*WORK INSTRUCTIONS*. Copy the lines from the one that has "Hi there — would you mind finding the clock" through the end of the listing below, requests included, and scale every coordinate in the answers by 0.4, rounding to whole numbers with halves rounded up. Leave the numbers in the requests and their format samples unchanged.

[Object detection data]
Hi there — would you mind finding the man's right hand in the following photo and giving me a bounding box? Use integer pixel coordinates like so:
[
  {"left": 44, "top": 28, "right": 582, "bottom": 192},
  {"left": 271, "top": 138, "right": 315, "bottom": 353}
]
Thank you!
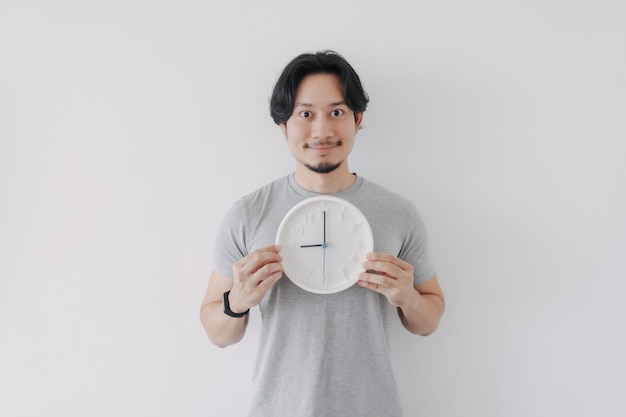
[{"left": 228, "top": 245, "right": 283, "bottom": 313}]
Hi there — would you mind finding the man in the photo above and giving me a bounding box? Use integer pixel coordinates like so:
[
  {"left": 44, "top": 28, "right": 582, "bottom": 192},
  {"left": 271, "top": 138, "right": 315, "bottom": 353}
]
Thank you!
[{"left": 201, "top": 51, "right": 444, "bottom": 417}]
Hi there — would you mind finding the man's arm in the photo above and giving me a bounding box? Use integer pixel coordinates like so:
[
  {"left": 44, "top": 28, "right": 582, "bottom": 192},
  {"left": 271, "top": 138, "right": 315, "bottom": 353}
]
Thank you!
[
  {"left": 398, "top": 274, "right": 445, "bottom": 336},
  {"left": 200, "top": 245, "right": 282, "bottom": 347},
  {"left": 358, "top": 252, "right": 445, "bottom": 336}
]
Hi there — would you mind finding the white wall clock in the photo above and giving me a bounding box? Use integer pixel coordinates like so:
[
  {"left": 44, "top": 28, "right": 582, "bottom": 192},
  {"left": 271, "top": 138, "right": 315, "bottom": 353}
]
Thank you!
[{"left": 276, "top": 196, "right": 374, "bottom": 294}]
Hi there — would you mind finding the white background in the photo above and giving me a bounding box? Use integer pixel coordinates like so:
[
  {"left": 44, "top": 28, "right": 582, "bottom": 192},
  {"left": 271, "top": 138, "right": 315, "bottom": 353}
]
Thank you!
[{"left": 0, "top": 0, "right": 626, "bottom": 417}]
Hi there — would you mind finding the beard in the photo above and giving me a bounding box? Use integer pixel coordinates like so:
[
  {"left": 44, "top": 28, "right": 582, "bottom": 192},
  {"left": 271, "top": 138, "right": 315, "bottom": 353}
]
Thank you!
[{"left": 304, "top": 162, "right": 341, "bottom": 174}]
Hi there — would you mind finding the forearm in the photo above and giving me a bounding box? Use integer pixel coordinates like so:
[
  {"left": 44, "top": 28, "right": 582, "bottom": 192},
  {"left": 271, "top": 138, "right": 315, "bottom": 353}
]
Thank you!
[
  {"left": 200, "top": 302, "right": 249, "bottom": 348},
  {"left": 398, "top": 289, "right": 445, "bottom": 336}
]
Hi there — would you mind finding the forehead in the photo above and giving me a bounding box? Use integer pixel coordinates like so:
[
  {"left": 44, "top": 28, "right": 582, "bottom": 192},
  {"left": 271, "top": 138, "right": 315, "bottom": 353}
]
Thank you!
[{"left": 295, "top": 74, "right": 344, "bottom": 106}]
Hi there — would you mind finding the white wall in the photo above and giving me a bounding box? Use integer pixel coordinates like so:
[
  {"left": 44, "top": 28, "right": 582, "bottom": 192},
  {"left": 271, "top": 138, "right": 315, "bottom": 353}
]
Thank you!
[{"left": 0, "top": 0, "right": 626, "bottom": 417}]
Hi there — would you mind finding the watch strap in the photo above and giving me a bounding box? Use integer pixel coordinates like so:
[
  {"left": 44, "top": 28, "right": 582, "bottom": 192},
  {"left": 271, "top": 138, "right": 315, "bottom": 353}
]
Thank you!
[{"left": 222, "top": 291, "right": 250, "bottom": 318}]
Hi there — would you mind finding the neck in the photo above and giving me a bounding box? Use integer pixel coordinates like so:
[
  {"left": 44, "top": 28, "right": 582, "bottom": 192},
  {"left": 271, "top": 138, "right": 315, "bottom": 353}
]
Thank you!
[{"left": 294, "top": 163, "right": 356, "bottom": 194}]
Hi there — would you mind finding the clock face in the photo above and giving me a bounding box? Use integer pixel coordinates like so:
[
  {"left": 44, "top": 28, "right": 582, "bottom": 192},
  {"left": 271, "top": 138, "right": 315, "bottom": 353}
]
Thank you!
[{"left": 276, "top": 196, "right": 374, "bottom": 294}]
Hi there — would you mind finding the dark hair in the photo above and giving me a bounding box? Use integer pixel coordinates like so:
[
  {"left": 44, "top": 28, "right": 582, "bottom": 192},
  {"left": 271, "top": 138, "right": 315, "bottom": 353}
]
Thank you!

*TASK RESULT*.
Hi there — would you mind finding the clock face in the photo above and giving me a bounding box? Use integer pixel coordinates like so:
[
  {"left": 44, "top": 28, "right": 582, "bottom": 192},
  {"left": 271, "top": 138, "right": 315, "bottom": 353}
]
Thank you!
[{"left": 110, "top": 78, "right": 150, "bottom": 118}]
Hi there — would you mind finding the dark hair in the photo above and giving me a bounding box? Use integer pixel coordinates like so:
[
  {"left": 44, "top": 28, "right": 582, "bottom": 192},
  {"left": 271, "top": 138, "right": 315, "bottom": 353}
]
Thank you!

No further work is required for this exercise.